> **Source records**:
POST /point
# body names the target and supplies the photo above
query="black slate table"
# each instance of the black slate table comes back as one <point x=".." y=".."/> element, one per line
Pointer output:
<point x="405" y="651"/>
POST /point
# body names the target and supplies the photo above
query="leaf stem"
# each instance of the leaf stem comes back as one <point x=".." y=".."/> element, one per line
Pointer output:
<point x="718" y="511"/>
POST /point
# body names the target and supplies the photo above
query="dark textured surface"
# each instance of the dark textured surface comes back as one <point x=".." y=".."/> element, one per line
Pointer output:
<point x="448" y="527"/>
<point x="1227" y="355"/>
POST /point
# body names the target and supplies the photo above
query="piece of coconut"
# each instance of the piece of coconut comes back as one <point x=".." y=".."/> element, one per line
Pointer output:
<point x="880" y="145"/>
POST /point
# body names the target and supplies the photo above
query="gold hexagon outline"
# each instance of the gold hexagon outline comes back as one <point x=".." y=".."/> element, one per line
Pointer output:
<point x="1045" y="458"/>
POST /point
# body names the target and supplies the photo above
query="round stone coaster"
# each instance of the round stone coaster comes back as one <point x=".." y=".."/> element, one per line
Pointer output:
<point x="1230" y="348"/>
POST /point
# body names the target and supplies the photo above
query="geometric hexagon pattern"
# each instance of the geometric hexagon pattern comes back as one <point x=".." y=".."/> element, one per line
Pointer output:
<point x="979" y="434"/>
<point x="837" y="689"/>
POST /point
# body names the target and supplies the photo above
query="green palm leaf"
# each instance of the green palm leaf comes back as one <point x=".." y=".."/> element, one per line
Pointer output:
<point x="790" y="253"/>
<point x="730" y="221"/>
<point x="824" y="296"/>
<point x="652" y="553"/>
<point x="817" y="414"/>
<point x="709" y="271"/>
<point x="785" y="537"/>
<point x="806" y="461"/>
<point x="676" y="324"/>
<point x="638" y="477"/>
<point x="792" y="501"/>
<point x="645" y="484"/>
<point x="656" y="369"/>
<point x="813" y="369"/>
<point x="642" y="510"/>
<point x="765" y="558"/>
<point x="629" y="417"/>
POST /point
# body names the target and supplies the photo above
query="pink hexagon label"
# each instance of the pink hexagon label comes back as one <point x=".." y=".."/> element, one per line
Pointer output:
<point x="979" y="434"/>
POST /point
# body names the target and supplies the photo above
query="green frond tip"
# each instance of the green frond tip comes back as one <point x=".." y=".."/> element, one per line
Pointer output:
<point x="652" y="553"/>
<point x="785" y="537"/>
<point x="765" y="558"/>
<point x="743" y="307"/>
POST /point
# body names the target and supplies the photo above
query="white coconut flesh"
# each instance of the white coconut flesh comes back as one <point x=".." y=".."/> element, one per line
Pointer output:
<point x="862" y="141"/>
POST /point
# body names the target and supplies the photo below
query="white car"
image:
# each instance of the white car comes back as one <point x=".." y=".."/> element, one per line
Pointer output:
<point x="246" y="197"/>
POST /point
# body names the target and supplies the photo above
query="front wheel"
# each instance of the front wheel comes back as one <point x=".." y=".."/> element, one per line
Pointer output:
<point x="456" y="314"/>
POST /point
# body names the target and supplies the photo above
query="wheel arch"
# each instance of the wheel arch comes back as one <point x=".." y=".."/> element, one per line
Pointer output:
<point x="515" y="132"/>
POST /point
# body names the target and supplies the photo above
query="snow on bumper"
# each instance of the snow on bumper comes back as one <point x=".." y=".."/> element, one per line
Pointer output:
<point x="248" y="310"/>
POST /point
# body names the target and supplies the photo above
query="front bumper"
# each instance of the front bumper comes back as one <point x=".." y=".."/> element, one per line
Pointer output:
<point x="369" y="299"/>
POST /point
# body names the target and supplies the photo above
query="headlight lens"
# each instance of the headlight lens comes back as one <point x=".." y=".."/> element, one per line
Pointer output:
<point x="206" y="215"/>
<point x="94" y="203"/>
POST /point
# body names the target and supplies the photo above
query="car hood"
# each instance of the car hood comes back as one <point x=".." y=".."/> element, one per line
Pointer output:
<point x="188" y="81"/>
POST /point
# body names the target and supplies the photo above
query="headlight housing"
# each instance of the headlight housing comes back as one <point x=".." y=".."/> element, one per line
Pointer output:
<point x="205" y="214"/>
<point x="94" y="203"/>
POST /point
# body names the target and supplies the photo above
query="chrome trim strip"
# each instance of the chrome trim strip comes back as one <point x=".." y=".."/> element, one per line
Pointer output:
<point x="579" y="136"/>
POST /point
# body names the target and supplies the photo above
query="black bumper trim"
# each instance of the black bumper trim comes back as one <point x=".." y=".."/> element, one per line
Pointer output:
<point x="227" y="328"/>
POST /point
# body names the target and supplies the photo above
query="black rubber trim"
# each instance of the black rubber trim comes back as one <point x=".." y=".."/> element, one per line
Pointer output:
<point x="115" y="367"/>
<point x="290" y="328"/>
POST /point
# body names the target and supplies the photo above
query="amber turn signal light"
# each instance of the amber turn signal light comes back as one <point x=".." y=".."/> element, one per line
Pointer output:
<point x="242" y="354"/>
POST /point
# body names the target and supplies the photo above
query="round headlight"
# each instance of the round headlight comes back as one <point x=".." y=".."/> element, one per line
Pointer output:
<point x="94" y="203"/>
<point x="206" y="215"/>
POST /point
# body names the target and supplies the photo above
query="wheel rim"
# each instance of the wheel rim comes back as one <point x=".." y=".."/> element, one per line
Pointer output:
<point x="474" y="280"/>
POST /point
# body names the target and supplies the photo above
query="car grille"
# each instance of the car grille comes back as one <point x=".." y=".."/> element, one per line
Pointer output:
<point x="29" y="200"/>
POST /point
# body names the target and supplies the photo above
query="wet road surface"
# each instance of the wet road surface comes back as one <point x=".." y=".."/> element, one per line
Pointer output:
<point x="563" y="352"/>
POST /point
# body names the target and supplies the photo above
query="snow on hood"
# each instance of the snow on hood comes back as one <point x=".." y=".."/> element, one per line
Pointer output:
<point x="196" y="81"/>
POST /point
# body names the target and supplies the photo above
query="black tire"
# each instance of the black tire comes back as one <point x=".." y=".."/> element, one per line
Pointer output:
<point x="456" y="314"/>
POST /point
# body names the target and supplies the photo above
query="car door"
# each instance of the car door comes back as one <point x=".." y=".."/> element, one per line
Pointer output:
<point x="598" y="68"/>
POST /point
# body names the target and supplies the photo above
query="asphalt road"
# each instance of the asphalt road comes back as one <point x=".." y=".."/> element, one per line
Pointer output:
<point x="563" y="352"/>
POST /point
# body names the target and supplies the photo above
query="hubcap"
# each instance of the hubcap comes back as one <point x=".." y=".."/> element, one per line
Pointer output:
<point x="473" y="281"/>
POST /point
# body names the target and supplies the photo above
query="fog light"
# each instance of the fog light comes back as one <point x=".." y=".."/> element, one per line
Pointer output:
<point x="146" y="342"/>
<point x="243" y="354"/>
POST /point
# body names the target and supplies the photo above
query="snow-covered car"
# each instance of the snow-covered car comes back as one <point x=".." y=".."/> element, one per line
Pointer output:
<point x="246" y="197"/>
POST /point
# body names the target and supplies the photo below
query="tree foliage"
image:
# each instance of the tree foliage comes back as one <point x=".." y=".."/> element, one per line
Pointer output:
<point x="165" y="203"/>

...

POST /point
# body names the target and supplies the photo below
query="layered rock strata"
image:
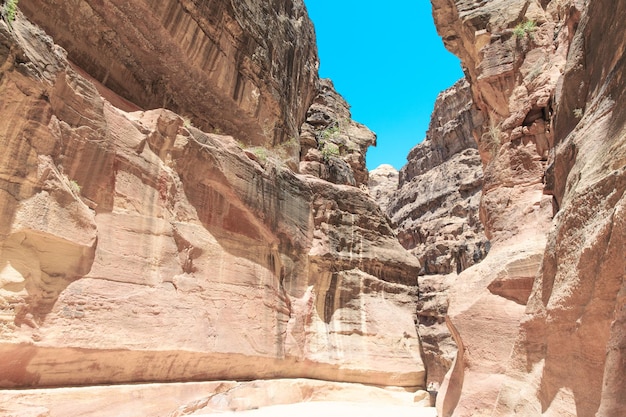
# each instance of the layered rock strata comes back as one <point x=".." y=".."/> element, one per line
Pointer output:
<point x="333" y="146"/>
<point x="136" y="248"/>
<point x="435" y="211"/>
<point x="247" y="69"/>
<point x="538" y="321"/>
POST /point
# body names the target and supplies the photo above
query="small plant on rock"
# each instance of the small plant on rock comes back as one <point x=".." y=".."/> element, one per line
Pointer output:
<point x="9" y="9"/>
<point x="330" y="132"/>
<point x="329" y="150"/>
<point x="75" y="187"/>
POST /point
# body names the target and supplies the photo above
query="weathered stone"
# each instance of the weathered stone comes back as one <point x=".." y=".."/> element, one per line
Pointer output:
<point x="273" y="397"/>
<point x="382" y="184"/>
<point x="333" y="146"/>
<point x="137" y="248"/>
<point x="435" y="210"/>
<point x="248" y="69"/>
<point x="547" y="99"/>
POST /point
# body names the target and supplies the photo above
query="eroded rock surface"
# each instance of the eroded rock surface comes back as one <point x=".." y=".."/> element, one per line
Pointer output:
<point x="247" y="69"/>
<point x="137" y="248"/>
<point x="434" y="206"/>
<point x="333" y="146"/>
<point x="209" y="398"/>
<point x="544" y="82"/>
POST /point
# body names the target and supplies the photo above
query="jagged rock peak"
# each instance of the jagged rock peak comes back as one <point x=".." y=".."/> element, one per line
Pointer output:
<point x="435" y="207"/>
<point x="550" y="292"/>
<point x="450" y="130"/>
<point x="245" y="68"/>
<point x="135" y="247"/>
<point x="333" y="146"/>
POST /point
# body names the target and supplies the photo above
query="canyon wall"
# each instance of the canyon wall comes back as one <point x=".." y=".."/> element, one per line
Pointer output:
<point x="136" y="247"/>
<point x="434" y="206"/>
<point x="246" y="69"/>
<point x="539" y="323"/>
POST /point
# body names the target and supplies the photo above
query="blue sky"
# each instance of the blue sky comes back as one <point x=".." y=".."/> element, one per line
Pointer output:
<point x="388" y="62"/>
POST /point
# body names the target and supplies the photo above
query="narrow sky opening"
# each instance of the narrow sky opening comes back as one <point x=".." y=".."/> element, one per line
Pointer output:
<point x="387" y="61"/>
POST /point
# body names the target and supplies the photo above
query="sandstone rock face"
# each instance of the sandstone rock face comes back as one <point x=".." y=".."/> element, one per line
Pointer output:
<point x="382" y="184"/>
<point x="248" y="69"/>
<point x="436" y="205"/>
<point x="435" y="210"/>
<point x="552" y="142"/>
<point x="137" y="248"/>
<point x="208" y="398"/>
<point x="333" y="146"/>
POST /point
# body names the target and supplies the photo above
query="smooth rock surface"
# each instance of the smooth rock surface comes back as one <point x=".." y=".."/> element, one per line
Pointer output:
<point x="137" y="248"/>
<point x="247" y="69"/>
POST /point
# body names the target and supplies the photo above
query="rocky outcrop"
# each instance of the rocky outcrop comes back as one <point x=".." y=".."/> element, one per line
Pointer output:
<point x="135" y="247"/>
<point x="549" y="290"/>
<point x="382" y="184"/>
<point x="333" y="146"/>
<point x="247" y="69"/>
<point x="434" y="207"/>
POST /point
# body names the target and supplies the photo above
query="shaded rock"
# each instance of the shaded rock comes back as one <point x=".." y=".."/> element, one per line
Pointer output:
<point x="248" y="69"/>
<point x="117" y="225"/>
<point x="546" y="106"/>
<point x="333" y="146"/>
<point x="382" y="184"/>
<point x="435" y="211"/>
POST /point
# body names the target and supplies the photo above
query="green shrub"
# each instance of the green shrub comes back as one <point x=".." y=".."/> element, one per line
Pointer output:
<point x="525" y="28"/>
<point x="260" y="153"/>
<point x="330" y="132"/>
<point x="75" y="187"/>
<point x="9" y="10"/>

> **Short problem**: Which lines of the records above contain the string "rocky"? Extract every such line in full, treating uppercase and lowercase as different.

> **Task answer**:
query="rocky outcrop"
# each instance of the rocky outcrop comes back as one <point x=".." y=".."/> element, one per line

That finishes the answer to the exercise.